What is needed:
In the listing below, count the lines containing the string "rough" and state only the number.
= = = =
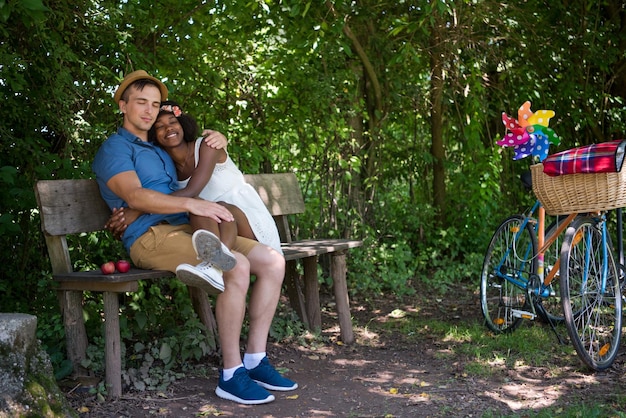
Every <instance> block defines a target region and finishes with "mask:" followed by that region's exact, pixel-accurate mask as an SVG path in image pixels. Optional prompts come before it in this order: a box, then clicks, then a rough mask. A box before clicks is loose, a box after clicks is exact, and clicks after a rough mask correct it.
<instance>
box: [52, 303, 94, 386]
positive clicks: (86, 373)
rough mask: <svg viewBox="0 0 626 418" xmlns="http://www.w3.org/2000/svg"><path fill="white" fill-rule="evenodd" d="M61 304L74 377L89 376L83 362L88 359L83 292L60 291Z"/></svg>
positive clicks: (63, 321)
mask: <svg viewBox="0 0 626 418" xmlns="http://www.w3.org/2000/svg"><path fill="white" fill-rule="evenodd" d="M58 299H59V304H60V305H61V313H62V314H63V326H64V328H65V339H66V341H67V358H68V359H69V360H70V362H71V363H72V366H73V368H74V372H73V374H74V376H76V377H81V376H84V375H86V374H87V371H86V370H85V369H84V368H83V366H82V361H83V360H84V359H85V358H86V357H87V354H86V352H87V344H88V342H87V331H86V330H85V321H84V319H83V292H77V291H59V292H58Z"/></svg>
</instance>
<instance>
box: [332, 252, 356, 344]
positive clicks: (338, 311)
mask: <svg viewBox="0 0 626 418" xmlns="http://www.w3.org/2000/svg"><path fill="white" fill-rule="evenodd" d="M330 269H331V270H330V274H331V277H332V278H333V287H334V290H335V303H336V304H337V316H338V317H339V327H340V328H341V341H343V342H344V343H346V344H351V343H353V342H354V332H353V330H352V314H351V313H350V298H349V296H348V284H347V281H346V253H345V252H344V251H341V252H337V253H335V254H333V255H332V256H331V265H330Z"/></svg>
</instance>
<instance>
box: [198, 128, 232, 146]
mask: <svg viewBox="0 0 626 418" xmlns="http://www.w3.org/2000/svg"><path fill="white" fill-rule="evenodd" d="M202 137H203V138H204V143H205V144H207V145H208V146H209V147H211V148H215V149H223V148H226V145H228V140H227V139H226V137H225V136H224V135H223V134H222V133H221V132H218V131H212V130H210V129H205V130H204V131H202Z"/></svg>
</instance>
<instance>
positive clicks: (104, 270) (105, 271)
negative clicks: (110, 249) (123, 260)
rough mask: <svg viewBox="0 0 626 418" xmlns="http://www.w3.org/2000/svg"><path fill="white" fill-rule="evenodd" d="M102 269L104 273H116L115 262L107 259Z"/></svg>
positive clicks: (103, 272) (112, 273) (105, 273)
mask: <svg viewBox="0 0 626 418" xmlns="http://www.w3.org/2000/svg"><path fill="white" fill-rule="evenodd" d="M100 270H102V274H113V273H115V263H114V262H112V261H107V262H106V263H104V264H103V265H101V266H100Z"/></svg>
= = = =
Answer box:
3